--- Action item ---
What is the number of lines below that include "head"? Give that number alone.

** Source data follows **

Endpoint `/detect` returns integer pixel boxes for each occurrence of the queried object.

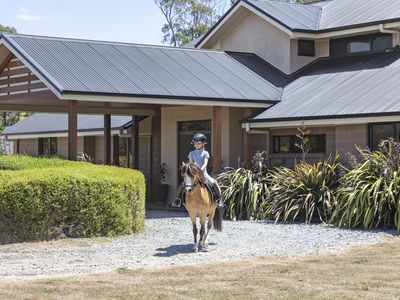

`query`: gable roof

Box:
[0,33,281,105]
[196,0,400,47]
[3,114,131,136]
[249,50,400,122]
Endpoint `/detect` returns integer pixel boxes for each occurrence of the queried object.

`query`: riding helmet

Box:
[191,133,207,144]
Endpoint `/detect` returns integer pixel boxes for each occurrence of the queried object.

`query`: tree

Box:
[155,0,231,47]
[0,24,17,34]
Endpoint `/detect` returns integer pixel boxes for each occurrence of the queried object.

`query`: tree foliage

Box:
[154,0,232,47]
[0,24,17,34]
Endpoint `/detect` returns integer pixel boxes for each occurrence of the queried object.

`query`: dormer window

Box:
[330,33,393,57]
[298,40,316,57]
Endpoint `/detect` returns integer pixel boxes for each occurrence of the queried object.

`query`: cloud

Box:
[16,8,47,22]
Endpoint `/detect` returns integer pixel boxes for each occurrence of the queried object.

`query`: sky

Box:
[0,0,166,45]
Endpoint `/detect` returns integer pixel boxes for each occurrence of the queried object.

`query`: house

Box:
[1,0,400,203]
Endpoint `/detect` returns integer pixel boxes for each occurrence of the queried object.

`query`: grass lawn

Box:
[0,237,399,300]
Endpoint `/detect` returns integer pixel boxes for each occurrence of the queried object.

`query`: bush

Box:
[263,156,340,224]
[331,139,400,232]
[0,155,145,244]
[218,151,269,220]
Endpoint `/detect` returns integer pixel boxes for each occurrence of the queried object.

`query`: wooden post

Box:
[212,106,222,173]
[243,108,252,166]
[131,115,139,169]
[68,100,78,161]
[104,114,111,165]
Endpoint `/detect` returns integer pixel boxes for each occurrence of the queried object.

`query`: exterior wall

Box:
[215,11,292,74]
[17,138,38,155]
[335,124,368,158]
[57,137,84,158]
[250,124,369,168]
[290,39,329,73]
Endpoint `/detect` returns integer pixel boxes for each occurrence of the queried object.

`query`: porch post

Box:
[212,106,222,173]
[104,114,111,165]
[243,108,252,165]
[131,115,139,169]
[68,100,77,161]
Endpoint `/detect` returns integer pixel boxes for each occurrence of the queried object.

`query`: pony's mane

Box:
[180,162,205,186]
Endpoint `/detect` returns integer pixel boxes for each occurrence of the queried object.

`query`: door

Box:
[177,120,211,185]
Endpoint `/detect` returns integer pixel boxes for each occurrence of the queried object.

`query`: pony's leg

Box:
[203,211,215,248]
[199,214,207,249]
[189,213,198,252]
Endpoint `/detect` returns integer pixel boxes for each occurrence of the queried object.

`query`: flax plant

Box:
[263,156,340,224]
[331,139,400,231]
[217,151,269,220]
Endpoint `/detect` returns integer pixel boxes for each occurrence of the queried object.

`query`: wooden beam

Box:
[243,108,252,166]
[131,115,139,169]
[212,106,222,173]
[0,53,14,74]
[68,100,78,161]
[0,82,46,94]
[104,114,111,165]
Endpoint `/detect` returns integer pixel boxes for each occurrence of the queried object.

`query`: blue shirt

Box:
[188,149,210,172]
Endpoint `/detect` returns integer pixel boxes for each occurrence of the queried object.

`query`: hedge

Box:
[0,155,146,244]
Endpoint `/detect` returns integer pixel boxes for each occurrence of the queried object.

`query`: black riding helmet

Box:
[191,133,207,144]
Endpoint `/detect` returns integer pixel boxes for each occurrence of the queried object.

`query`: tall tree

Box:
[155,0,231,47]
[0,24,17,34]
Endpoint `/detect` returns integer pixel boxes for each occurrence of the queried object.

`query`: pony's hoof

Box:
[193,245,198,253]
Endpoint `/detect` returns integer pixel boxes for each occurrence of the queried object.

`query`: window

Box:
[330,34,392,57]
[298,40,316,57]
[273,135,326,153]
[38,137,57,155]
[369,123,400,150]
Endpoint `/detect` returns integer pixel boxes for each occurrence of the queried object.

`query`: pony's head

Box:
[180,162,205,193]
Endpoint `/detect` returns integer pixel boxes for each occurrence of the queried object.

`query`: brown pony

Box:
[180,162,223,252]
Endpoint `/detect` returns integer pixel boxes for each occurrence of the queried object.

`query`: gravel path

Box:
[0,210,395,277]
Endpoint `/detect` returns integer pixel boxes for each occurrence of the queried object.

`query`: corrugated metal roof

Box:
[245,0,321,31]
[1,33,281,103]
[319,0,400,30]
[3,113,132,135]
[201,0,400,38]
[250,51,400,122]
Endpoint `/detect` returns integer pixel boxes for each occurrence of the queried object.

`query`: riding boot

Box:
[212,182,224,207]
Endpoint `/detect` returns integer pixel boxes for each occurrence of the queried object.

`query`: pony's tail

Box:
[213,207,223,231]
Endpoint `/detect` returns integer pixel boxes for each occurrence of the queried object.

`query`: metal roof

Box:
[3,113,132,136]
[250,51,400,122]
[0,33,281,104]
[197,0,400,46]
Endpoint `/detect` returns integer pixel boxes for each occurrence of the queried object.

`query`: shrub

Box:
[263,156,340,224]
[0,155,145,244]
[331,139,400,232]
[218,151,269,220]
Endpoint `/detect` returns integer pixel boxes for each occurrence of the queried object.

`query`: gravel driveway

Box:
[0,209,394,277]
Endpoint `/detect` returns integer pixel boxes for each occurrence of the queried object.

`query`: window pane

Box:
[298,40,315,57]
[372,35,393,51]
[330,38,348,57]
[279,137,291,152]
[370,124,395,150]
[309,135,326,153]
[348,38,370,53]
[179,120,211,131]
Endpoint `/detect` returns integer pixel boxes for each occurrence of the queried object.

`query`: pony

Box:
[180,162,223,252]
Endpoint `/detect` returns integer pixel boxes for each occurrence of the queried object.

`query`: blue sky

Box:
[0,0,166,45]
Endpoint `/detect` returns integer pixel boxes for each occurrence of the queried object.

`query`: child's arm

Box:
[201,158,208,172]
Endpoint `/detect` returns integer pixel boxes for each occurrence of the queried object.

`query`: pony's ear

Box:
[181,161,185,166]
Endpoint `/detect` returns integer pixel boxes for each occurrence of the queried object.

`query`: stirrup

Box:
[171,198,182,207]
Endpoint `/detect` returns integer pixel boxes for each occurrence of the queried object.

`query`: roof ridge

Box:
[1,33,227,54]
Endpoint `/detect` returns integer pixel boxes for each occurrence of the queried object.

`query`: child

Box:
[187,133,223,207]
[171,133,223,207]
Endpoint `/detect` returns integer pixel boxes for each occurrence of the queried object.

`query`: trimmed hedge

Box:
[0,155,145,244]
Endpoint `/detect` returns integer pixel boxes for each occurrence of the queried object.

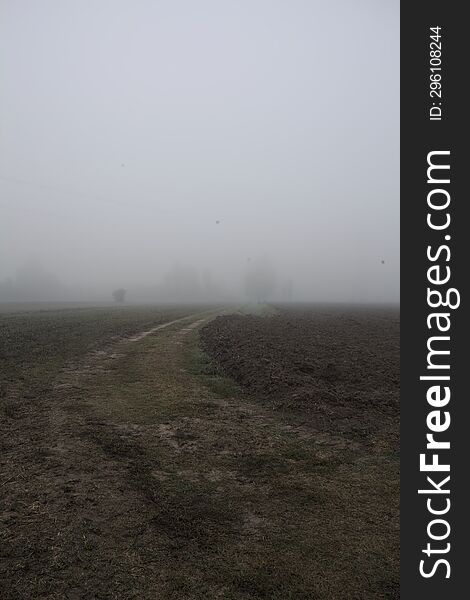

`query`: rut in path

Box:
[1,312,220,600]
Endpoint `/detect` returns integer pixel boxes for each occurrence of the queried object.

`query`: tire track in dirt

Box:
[0,309,222,600]
[127,313,205,342]
[18,308,281,599]
[53,311,216,385]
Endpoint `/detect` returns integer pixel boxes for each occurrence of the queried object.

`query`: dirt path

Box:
[1,310,397,599]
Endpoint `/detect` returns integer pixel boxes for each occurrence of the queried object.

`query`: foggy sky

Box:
[0,0,399,303]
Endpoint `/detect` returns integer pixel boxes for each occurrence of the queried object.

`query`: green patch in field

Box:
[183,331,241,398]
[233,303,279,317]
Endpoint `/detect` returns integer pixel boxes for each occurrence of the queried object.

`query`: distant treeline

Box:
[1,260,292,304]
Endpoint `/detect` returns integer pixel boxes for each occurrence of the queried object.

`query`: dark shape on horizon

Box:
[112,288,126,303]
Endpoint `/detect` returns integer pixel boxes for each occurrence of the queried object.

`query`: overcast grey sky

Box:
[0,0,399,303]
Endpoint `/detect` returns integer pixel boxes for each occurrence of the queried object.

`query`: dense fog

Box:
[1,0,399,304]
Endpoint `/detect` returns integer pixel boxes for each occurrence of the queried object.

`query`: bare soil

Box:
[200,305,400,590]
[1,304,399,599]
[201,305,399,445]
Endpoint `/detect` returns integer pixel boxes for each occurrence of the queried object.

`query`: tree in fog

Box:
[163,264,201,302]
[0,261,66,302]
[244,260,276,303]
[112,288,126,303]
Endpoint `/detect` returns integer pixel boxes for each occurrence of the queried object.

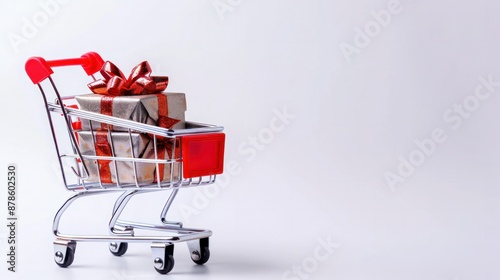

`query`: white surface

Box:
[1,0,500,279]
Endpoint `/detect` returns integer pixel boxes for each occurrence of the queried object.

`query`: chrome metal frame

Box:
[35,75,222,271]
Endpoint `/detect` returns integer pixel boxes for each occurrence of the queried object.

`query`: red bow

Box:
[88,61,168,95]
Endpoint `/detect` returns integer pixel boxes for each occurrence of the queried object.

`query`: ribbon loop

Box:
[128,61,152,83]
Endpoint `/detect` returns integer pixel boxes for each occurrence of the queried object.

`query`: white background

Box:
[1,0,500,279]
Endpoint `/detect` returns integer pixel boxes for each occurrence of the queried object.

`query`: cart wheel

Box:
[192,246,210,265]
[190,238,210,265]
[151,243,175,274]
[154,254,175,274]
[55,247,75,268]
[109,242,128,256]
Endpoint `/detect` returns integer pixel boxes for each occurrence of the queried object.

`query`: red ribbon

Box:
[88,61,168,96]
[153,94,180,182]
[95,97,115,183]
[95,131,113,183]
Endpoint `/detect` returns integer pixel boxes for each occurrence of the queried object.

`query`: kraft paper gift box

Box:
[75,92,187,131]
[77,131,180,184]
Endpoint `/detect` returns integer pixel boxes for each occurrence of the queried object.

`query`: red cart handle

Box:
[25,51,104,84]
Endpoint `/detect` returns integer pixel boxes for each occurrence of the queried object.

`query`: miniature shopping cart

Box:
[25,52,225,274]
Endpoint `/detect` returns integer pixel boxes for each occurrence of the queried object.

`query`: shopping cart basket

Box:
[25,52,225,274]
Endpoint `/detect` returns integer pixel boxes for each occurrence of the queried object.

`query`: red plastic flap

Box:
[182,133,225,178]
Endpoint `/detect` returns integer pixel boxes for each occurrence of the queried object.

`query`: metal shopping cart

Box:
[25,52,225,274]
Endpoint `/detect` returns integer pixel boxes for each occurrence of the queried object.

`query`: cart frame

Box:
[25,52,224,274]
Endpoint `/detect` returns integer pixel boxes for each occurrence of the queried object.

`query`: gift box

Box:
[77,131,180,184]
[75,92,187,131]
[74,60,185,184]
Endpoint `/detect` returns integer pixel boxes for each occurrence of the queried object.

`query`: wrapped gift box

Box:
[77,131,180,184]
[75,92,187,131]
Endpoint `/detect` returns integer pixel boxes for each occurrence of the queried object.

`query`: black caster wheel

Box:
[154,254,175,274]
[190,238,210,265]
[192,246,210,265]
[55,247,75,268]
[152,244,175,274]
[109,242,128,256]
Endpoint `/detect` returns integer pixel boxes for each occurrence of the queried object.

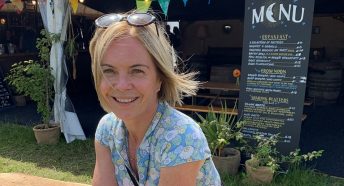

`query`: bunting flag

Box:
[0,0,5,10]
[183,0,188,7]
[136,0,152,13]
[69,0,79,14]
[11,0,24,13]
[208,0,211,4]
[158,0,170,16]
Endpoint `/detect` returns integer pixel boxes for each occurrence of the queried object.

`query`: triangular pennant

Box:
[11,0,24,13]
[69,0,78,14]
[0,0,6,10]
[183,0,188,7]
[136,0,152,13]
[158,0,170,16]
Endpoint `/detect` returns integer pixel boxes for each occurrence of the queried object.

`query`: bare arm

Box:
[158,160,204,186]
[92,140,118,186]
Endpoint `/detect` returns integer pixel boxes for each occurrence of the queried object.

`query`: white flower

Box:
[123,177,134,186]
[118,164,125,171]
[149,168,159,180]
[192,131,202,139]
[179,146,194,159]
[141,140,150,151]
[165,130,178,141]
[163,157,172,165]
[156,128,165,136]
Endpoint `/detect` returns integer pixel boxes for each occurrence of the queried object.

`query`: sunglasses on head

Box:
[95,12,159,36]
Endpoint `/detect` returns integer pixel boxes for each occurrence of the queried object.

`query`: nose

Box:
[113,74,132,91]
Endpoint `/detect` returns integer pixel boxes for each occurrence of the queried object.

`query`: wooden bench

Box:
[174,104,307,121]
[193,94,238,101]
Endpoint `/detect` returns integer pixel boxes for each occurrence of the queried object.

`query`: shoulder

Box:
[160,105,203,135]
[154,106,211,166]
[95,113,122,147]
[97,113,121,131]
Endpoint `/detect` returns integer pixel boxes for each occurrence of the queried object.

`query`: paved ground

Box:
[0,173,90,186]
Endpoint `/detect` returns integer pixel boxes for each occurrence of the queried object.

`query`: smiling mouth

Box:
[113,97,138,103]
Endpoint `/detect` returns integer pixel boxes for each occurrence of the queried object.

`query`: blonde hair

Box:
[89,11,199,112]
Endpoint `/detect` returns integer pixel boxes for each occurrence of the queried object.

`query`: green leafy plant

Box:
[197,101,245,156]
[249,134,280,172]
[5,29,59,128]
[282,148,324,167]
[248,134,324,172]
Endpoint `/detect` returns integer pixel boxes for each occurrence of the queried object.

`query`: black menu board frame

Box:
[239,0,315,155]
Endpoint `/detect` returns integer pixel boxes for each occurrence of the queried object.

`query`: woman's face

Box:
[100,37,161,121]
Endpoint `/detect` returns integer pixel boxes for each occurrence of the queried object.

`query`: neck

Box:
[124,101,159,145]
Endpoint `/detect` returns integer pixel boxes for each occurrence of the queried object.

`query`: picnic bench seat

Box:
[174,104,238,115]
[193,94,238,101]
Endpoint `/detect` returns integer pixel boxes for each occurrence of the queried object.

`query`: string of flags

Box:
[0,0,79,13]
[0,0,24,13]
[0,0,213,16]
[136,0,212,16]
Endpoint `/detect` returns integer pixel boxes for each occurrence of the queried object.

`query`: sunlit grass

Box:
[0,123,94,184]
[1,123,343,185]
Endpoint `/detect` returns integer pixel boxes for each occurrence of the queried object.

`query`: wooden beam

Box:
[174,104,238,115]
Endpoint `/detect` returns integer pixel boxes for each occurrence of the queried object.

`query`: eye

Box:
[102,68,116,74]
[131,68,145,74]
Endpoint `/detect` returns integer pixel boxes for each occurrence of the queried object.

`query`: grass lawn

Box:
[0,123,94,184]
[1,123,343,185]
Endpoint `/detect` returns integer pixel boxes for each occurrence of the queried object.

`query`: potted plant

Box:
[7,85,27,107]
[5,29,61,144]
[197,101,245,175]
[245,134,324,184]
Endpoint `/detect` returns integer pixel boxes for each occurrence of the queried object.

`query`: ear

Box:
[156,80,162,93]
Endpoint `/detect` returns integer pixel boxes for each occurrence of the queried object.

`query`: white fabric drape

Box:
[38,0,86,143]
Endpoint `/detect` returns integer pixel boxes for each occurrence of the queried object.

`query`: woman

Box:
[89,11,221,186]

** End of Source data **

--- Result below ---
2